> _READING TEXT_
--- Start ---
All files needed for this part of the tutorial can be found in the FreeEnergyTechniques folder in FreeEnergyTechniques.zip. Each part of this tutorial has its own directory which itself contains a folder called files_DIY. There you can find the necessary files to follow the tutorial. For the second and the third part (umbrella sampling and thermodynamic integration) we also provide a worked version in the folder files_worked.

Open a terminal, download the .zip file, and unpack it:

wget https://cgmartini-library.s3.ca-central-1.amazonaws.com/0_Tutorials/legacy_material/martini2/FreeEnergyTechniques.zip
unzip FreeEnergyTechniques.zip

Free sampling

The first method for determining the logarithm of the partition coefficient P of a molecule between two different solvents (e.g. hexadecane and water) makes use of an unbiased CG-MD simulation. The \(log(P_{water-hexadecane})\) can be calculated by comparing the occupancy of your molecule of interest in the two phases. This yields the ratio of the time the molecule spends in each phase – the partition coefficient P – which can be used to calculate the free energy difference between the phases by making use of the statistical mechanics definition of Gibbs free energy \(\Delta G\).

\[ \Delta G = -RTln(P) \]

\(\Delta G\): free energy
\(R\): gas constant
\(T\): absolute temperature
\(P\): partition coefficient = occupancy hexadecane/occupancy water

In this tutorial we will try to find the \(log(P_{water-hexadecane})\) for acetone. In Martini 3 refular beads make use of a 4-to-1 mapping of non-hydrogen atoms, therefore a single regular bead is sufficient to represent acetone. Thus, the CG model is rather simple as it does not contain any bonded interactions. We only need to select the right bead type to represent the non-bonded interactions.

In Martini 3, acetone is best represented by an N5 bead, reflecting its intermediate polarity. Additionally, since the carbonyl group in acetone can act as a hydrogen bond acceptor, we assign it the ‘a’ label. The final bead type for acetone is thus N5a.
--- End ---
> _DATASET ROWS_
--- Start ---
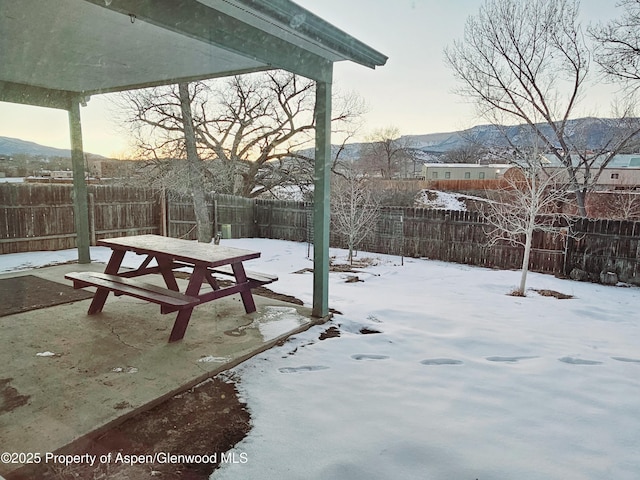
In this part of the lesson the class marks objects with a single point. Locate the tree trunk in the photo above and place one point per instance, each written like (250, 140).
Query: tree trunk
(580, 201)
(525, 262)
(195, 177)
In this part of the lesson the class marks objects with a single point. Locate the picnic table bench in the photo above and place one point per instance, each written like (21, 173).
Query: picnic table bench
(170, 254)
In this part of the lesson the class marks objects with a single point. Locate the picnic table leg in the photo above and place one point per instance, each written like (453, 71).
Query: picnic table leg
(247, 297)
(166, 270)
(102, 293)
(184, 315)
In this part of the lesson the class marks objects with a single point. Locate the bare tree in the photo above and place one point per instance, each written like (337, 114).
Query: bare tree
(387, 153)
(355, 207)
(619, 44)
(527, 62)
(251, 131)
(528, 204)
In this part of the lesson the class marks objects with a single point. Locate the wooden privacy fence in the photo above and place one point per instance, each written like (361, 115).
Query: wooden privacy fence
(40, 217)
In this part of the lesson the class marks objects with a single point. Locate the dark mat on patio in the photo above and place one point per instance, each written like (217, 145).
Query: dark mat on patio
(24, 293)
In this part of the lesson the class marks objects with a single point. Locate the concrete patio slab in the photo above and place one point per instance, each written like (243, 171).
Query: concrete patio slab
(64, 374)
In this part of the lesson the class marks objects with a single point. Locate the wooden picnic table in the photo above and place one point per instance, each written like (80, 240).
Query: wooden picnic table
(169, 254)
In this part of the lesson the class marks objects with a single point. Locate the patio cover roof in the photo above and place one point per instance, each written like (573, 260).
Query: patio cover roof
(56, 54)
(53, 51)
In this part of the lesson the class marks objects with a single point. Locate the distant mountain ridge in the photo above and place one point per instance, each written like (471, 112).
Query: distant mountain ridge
(589, 132)
(596, 131)
(14, 146)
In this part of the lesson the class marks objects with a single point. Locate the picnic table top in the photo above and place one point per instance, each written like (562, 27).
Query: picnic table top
(188, 251)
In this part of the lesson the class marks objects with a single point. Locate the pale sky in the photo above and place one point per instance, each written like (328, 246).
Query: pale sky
(413, 91)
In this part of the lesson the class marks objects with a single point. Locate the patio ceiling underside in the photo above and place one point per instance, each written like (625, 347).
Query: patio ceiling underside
(52, 51)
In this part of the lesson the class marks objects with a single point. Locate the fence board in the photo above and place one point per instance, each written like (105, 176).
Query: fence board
(40, 217)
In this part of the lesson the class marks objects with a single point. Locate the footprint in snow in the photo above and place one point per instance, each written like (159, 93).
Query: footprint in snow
(303, 368)
(625, 359)
(579, 361)
(441, 361)
(510, 359)
(366, 356)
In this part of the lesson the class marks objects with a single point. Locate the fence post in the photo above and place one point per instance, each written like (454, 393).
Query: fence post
(163, 213)
(92, 219)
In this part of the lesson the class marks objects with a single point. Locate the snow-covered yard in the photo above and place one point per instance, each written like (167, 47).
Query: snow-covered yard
(462, 382)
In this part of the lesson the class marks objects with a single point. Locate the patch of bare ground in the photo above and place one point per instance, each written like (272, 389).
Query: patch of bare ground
(553, 293)
(205, 420)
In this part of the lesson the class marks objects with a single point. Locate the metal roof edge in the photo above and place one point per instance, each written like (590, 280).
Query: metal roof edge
(299, 20)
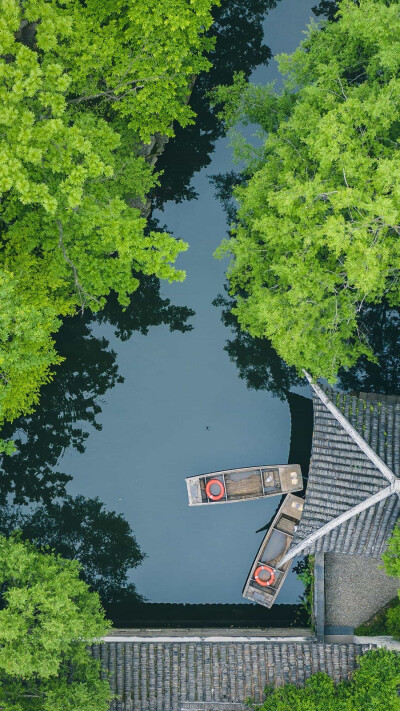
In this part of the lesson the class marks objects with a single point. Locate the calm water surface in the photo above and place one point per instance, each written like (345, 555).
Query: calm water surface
(177, 385)
(182, 408)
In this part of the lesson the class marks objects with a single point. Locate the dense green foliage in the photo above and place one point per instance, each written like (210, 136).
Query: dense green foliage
(317, 229)
(82, 529)
(82, 86)
(47, 617)
(373, 686)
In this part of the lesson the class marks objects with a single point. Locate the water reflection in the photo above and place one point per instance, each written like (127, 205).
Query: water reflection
(70, 404)
(239, 33)
(83, 529)
(255, 358)
(79, 527)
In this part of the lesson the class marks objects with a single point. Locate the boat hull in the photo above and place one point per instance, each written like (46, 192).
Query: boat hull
(243, 484)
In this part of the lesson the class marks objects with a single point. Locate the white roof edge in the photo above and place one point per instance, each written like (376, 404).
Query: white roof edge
(351, 431)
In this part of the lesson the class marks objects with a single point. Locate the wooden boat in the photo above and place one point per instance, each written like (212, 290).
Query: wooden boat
(243, 484)
(266, 576)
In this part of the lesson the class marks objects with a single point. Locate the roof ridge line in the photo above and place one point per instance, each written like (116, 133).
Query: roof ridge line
(351, 431)
(338, 520)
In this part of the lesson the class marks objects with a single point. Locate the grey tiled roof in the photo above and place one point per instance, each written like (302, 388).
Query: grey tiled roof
(148, 676)
(341, 475)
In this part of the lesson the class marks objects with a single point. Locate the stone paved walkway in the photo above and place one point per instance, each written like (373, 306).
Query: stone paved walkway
(165, 676)
(355, 589)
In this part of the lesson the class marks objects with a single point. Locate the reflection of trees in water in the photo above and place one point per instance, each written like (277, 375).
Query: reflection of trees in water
(381, 326)
(238, 29)
(81, 528)
(72, 401)
(69, 406)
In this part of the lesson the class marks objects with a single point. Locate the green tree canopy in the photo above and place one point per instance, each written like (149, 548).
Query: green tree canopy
(373, 687)
(82, 86)
(317, 231)
(48, 616)
(45, 609)
(82, 529)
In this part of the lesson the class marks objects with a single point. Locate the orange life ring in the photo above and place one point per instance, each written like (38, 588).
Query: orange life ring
(215, 482)
(264, 583)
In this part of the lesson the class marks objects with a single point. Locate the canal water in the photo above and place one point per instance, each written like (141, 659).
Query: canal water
(182, 408)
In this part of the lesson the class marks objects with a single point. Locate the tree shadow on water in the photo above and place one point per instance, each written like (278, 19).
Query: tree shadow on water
(33, 493)
(238, 29)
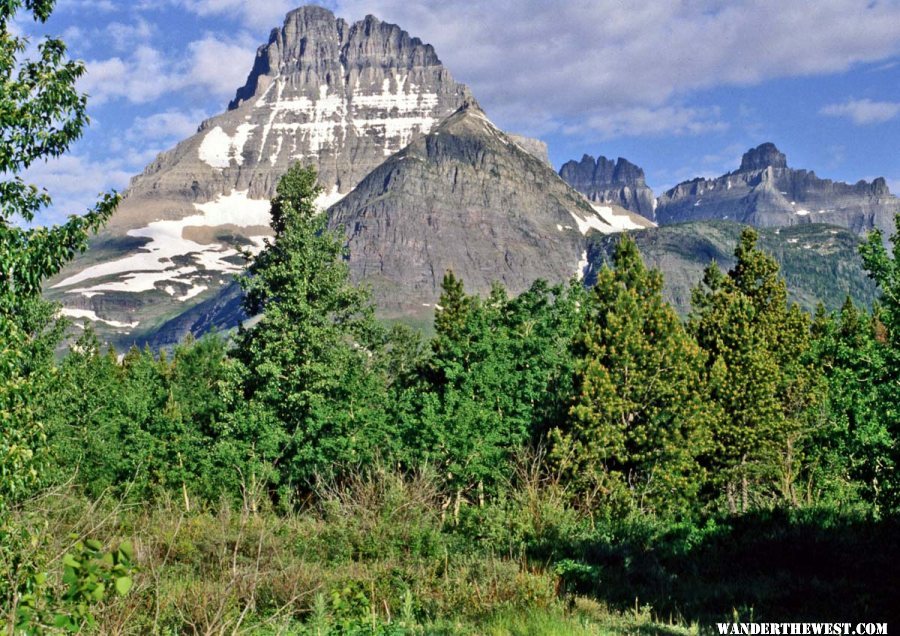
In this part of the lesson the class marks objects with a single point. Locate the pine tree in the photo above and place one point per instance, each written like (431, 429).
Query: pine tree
(760, 375)
(854, 450)
(637, 420)
(884, 268)
(309, 398)
(497, 369)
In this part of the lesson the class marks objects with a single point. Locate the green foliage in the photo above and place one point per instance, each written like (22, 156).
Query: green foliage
(150, 424)
(91, 576)
(306, 389)
(855, 447)
(638, 420)
(761, 377)
(881, 360)
(498, 375)
(41, 114)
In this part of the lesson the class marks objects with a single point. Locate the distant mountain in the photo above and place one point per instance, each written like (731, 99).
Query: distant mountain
(765, 192)
(820, 263)
(340, 96)
(605, 181)
(466, 197)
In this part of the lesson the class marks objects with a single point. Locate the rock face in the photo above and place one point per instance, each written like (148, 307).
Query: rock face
(342, 97)
(466, 197)
(765, 192)
(820, 263)
(606, 181)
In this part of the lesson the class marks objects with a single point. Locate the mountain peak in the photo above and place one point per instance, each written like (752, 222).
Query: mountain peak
(763, 156)
(603, 180)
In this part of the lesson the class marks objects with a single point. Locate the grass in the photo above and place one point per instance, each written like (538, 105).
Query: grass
(379, 555)
(371, 557)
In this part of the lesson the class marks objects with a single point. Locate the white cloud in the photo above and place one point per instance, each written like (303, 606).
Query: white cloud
(863, 111)
(643, 121)
(254, 13)
(565, 59)
(74, 182)
(171, 125)
(214, 66)
(125, 36)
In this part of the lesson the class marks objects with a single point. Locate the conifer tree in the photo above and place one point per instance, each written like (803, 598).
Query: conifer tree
(309, 400)
(760, 375)
(497, 369)
(637, 420)
(884, 267)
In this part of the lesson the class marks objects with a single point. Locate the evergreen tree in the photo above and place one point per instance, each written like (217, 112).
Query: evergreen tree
(760, 375)
(854, 449)
(638, 418)
(884, 267)
(498, 370)
(308, 400)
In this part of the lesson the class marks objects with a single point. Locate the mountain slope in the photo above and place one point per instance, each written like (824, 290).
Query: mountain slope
(765, 192)
(606, 181)
(340, 96)
(466, 197)
(820, 263)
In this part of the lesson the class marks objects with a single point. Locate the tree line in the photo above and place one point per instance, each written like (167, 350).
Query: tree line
(749, 403)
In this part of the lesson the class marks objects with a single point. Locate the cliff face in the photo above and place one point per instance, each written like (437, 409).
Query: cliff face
(342, 97)
(765, 192)
(466, 197)
(606, 181)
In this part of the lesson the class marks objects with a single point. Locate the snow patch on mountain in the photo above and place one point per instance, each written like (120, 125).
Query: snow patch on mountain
(70, 312)
(154, 262)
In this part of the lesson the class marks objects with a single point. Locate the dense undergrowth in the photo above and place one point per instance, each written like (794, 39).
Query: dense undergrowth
(566, 460)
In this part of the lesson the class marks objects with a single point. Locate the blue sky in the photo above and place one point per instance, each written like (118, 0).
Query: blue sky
(681, 88)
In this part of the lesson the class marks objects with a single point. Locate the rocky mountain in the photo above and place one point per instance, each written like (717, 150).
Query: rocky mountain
(340, 96)
(606, 181)
(765, 192)
(466, 197)
(820, 263)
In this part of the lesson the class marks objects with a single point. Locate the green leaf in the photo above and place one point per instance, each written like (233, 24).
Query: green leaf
(126, 549)
(123, 585)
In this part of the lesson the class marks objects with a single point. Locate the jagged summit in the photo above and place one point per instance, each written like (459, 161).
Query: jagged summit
(606, 181)
(312, 39)
(763, 156)
(340, 96)
(466, 197)
(765, 192)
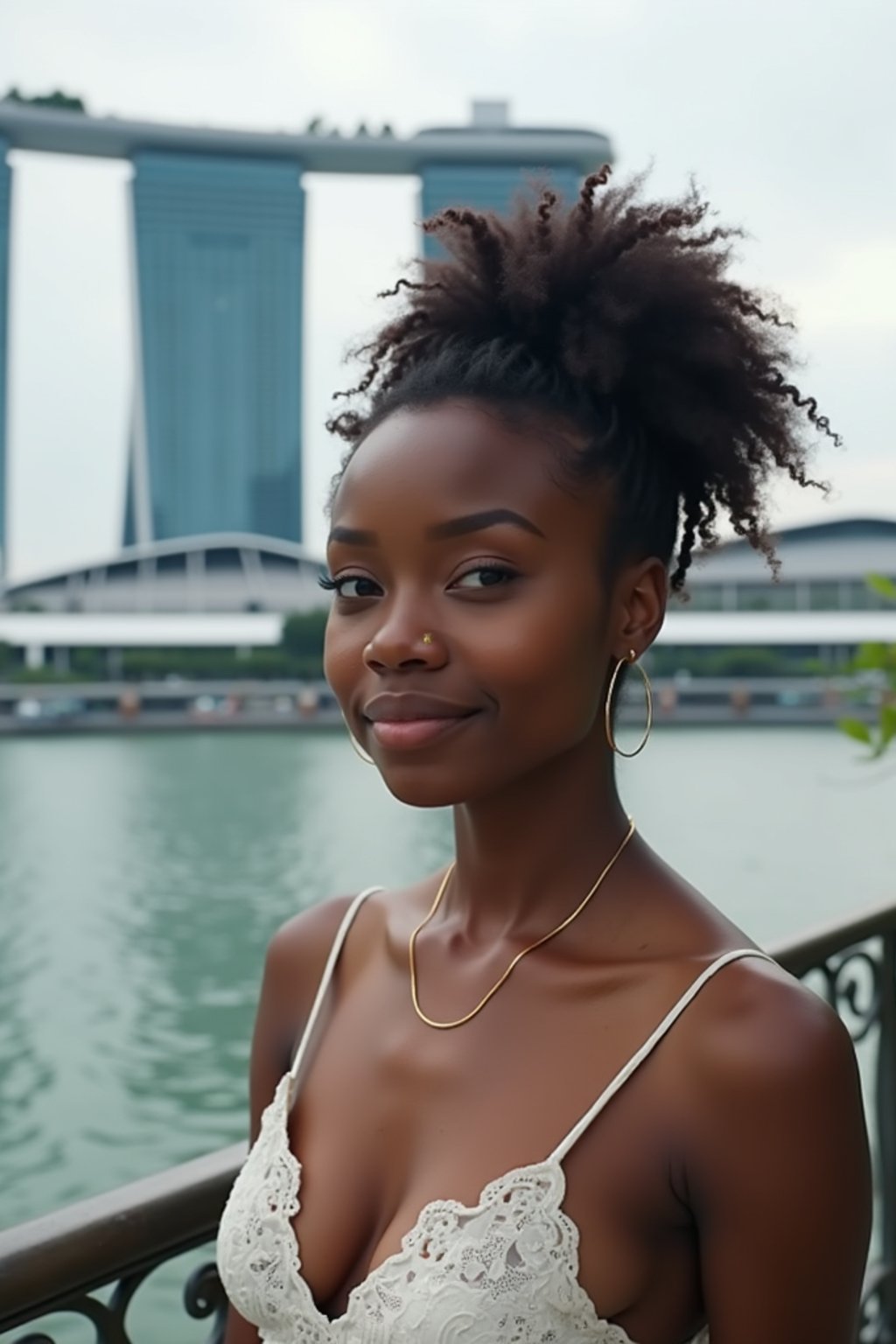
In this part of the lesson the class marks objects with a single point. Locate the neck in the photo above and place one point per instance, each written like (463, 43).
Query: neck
(527, 857)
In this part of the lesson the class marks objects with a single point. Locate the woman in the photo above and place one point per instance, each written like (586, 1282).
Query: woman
(551, 1095)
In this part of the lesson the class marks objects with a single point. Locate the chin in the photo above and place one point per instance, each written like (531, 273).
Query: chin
(424, 788)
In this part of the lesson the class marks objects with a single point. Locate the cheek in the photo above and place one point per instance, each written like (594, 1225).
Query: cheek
(549, 662)
(341, 659)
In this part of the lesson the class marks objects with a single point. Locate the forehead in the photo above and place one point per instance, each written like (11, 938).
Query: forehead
(458, 458)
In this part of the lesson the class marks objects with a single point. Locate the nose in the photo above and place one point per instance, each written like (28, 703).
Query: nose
(404, 646)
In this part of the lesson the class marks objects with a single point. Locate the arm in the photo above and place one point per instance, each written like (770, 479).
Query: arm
(293, 967)
(780, 1172)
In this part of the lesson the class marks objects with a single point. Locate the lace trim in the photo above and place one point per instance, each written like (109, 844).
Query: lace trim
(501, 1271)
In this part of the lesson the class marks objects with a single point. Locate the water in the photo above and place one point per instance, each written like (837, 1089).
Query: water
(141, 878)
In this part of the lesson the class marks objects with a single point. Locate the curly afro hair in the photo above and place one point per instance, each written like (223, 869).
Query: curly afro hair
(614, 318)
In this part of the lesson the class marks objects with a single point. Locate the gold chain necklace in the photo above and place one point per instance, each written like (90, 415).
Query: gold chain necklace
(411, 942)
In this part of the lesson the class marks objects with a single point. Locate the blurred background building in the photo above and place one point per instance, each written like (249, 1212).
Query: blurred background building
(216, 261)
(5, 192)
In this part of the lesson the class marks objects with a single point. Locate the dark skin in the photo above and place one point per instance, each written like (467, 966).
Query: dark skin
(728, 1180)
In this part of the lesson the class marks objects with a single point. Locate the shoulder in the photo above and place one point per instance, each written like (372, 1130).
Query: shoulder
(296, 960)
(777, 1164)
(760, 1027)
(770, 1068)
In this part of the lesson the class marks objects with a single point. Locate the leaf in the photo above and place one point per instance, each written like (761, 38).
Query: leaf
(856, 729)
(883, 586)
(887, 724)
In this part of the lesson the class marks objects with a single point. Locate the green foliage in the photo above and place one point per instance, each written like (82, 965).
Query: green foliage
(303, 634)
(876, 662)
(60, 101)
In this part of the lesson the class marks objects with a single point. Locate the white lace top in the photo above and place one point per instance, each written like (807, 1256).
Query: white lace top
(504, 1270)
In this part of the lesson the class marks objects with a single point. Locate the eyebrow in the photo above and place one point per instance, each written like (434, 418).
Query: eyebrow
(453, 527)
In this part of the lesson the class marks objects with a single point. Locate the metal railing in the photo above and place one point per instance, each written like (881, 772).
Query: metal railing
(115, 1242)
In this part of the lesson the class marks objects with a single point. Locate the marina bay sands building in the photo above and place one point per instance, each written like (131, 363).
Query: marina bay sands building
(216, 223)
(215, 438)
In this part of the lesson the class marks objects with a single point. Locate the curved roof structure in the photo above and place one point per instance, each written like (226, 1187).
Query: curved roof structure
(112, 137)
(220, 573)
(841, 549)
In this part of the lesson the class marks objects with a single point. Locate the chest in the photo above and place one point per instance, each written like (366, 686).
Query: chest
(393, 1116)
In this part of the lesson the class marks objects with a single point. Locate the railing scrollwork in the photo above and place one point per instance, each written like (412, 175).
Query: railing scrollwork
(55, 1264)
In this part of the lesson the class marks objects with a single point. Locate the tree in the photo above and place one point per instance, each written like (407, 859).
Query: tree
(878, 660)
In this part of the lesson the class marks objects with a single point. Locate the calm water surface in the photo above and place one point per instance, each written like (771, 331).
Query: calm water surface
(141, 878)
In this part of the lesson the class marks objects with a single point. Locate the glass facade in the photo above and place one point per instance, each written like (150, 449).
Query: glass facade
(5, 195)
(218, 253)
(485, 187)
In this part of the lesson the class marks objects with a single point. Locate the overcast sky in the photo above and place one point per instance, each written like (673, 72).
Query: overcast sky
(783, 109)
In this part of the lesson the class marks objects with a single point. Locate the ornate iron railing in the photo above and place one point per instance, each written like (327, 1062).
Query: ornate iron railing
(60, 1264)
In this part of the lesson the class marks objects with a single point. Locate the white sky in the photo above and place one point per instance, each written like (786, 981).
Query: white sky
(785, 110)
--- End ---
> _TASKS AND EXERCISES_
A - Reproduce the part of the free energy tutorial that opens with the words containing "The first method" and closes with "energy \(\Delta G\).".
B - Sum up the free energy tutorial in two sentences.
C - For each statement, say whether it agrees with the free energy tutorial, answering yes or no and quoting the deciding words.
(i) A worked version is provided for all three parts of the tutorial.
(ii) The CG model of acetone contains no bonded interactions.
(iii) Acetone receives the 'a' label because its carbonyl group can act as a hydrogen bond donor.

> _CORRECT ANSWERS_
A -
The first method for determining the logarithm of the partition coefficient P of a molecule between two different solvents (e.g. hexadecane and water) makes use of an unbiased CG-MD simulation. The \(log(P_{water-hexadecane})\) can be calculated by comparing the occupancy of your molecule of interest in the two phases. This yields the ratio of the time the molecule spends in each phase – the partition coefficient P – which can be used to calculate the free energy difference between the phases by making use of the statistical mechanics definition of Gibbs free energy \(\Delta G\).

B - The files for the free energy tutorial are in the FreeEnergyTechniques folder of FreeEnergyTechniques.zip, which is downloaded and unpacked in a terminal. The free sampling method uses an unbiased CG-MD simulation to compare a molecule's occupancy in two phases, giving the partition coefficient P and, through ΔG = -RTln(P), the free energy difference; the tutorial applies it to find log(P water-hexadecane) for acetone, which is represented by a single N5a bead.

C -
(i) No: "For the second and the third part (umbrella sampling and thermodynamic integration) we also provide a worked version in the folder files_worked."
(ii) Yes: "Thus, the CG model is rather simple as it does not contain any bonded interactions."
(iii) No: "since the carbonyl group in acetone can act as a hydrogen bond acceptor, we assign it the ‘a’ label."